From the entries underneath, give the number of lines holding the word "patterned", without any other words.

[Entries shown]

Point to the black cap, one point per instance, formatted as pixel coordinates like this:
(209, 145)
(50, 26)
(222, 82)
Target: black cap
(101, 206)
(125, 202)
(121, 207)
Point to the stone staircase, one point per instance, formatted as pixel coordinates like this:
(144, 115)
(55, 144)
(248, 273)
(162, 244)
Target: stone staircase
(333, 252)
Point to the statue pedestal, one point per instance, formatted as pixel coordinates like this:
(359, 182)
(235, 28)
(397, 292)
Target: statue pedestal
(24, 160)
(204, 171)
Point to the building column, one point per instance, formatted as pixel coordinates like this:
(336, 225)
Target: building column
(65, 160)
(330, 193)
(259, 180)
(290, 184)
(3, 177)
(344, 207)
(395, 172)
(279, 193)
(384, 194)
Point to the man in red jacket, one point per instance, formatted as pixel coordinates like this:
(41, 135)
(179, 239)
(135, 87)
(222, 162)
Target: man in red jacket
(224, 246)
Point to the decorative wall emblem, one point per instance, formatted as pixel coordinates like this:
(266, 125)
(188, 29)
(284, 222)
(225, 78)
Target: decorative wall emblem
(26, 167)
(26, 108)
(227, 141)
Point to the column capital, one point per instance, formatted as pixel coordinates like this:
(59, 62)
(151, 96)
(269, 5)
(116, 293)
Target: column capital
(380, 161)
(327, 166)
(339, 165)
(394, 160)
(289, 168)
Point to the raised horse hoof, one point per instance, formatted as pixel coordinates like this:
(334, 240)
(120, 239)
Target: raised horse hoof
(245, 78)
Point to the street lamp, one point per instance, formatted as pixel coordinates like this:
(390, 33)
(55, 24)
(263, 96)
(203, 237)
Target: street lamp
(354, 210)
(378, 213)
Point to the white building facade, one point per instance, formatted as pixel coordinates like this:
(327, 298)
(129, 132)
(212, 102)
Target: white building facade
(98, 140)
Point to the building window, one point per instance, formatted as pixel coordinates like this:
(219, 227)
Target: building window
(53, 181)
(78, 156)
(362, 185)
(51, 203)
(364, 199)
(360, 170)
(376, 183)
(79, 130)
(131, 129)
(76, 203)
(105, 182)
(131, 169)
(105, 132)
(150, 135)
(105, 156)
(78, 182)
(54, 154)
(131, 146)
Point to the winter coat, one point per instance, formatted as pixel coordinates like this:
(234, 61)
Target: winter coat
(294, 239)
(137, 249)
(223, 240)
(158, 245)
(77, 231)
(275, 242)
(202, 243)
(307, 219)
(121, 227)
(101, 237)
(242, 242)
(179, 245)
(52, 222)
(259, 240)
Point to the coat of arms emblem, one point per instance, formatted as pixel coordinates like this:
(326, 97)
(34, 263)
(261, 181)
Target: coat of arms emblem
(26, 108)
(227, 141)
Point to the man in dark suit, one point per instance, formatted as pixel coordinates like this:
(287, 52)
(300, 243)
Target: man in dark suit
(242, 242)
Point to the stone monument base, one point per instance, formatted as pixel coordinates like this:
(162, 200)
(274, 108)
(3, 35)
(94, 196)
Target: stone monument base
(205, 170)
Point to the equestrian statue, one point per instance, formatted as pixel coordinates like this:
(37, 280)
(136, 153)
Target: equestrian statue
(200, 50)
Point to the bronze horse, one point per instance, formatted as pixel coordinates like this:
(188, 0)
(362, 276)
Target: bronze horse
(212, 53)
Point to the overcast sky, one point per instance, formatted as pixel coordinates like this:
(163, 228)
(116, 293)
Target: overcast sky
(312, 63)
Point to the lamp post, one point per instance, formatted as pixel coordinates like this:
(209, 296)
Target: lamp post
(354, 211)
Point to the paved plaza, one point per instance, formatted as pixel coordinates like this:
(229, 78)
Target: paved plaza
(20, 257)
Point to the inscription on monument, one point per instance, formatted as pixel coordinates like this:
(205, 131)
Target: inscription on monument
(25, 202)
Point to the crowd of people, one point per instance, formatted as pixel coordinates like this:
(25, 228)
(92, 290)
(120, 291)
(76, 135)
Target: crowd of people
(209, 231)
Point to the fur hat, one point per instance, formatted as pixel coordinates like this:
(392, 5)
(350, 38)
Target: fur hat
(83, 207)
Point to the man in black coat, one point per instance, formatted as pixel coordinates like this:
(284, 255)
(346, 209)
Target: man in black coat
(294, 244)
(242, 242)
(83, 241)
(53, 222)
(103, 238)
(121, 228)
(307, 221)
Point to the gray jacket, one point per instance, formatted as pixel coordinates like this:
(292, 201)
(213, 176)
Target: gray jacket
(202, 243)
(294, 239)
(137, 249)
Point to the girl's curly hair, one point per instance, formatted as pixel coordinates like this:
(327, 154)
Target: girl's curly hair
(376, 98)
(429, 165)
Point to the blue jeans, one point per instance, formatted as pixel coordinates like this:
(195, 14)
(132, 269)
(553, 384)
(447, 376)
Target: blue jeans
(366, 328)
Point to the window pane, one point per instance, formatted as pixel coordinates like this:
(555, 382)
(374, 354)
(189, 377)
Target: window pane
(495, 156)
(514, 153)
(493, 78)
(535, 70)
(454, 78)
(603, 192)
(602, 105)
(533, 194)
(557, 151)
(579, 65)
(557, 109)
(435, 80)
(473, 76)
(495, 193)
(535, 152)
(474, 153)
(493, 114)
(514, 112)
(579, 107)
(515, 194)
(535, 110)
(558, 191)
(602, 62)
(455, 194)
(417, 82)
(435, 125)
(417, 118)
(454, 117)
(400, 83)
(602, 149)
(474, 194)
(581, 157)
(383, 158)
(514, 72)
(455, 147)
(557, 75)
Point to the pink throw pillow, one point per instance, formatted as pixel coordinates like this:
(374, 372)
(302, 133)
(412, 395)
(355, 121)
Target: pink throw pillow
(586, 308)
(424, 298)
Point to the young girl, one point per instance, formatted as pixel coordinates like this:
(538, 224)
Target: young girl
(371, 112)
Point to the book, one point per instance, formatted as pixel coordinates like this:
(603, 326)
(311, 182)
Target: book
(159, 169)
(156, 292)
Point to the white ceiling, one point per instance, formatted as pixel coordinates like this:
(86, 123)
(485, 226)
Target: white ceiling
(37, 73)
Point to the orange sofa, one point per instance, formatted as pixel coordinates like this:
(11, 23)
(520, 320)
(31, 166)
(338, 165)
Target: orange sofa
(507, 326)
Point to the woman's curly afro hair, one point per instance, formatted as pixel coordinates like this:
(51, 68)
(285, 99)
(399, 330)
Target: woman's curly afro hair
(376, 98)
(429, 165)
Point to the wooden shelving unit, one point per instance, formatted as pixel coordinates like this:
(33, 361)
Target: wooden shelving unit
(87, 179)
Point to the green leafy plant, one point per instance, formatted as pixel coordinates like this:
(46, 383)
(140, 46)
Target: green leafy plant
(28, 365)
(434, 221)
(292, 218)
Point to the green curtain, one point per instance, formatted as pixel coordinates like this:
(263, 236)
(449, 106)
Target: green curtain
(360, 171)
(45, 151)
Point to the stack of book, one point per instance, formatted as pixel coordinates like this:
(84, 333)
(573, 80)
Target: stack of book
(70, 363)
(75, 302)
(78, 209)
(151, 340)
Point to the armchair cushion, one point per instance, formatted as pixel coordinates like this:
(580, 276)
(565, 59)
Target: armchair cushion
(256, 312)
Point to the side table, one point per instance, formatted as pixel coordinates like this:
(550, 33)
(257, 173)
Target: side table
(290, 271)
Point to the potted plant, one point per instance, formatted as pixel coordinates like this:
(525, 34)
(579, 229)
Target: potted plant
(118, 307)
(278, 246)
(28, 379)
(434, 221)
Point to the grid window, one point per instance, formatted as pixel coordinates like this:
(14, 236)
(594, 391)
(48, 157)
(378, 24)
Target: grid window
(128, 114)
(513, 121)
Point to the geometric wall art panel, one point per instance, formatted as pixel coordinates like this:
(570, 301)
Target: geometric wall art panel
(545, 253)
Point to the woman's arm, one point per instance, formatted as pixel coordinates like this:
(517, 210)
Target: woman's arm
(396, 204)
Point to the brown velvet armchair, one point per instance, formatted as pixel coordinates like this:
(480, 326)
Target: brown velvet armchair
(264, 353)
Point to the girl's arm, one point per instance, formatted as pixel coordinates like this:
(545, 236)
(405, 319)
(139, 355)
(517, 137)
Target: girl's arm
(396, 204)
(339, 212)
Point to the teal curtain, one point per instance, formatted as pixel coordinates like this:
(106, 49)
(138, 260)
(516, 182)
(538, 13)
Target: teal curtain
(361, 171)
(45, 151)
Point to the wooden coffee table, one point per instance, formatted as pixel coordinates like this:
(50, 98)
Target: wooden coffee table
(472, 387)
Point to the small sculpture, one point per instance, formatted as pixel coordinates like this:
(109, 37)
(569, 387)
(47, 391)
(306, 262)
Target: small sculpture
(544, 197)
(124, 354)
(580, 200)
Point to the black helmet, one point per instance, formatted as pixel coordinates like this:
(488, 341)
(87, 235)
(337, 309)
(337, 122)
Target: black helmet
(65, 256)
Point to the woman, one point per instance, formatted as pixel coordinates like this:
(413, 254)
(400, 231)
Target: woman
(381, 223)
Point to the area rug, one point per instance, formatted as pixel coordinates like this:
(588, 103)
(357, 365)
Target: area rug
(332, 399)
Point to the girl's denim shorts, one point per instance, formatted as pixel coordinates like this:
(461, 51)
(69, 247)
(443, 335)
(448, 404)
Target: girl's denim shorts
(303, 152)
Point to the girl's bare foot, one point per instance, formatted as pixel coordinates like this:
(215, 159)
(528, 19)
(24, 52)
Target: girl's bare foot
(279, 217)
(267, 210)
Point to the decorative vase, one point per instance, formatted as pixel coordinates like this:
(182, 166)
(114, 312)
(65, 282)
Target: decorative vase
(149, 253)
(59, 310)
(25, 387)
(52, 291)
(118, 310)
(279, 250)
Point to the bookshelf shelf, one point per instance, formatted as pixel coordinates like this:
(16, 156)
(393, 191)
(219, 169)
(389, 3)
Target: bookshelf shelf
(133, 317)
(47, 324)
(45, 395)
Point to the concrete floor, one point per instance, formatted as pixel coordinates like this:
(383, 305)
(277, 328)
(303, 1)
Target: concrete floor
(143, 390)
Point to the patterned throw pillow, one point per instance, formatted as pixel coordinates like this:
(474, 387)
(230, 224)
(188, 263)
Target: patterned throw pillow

[/Entries shown]

● **Answer box**
2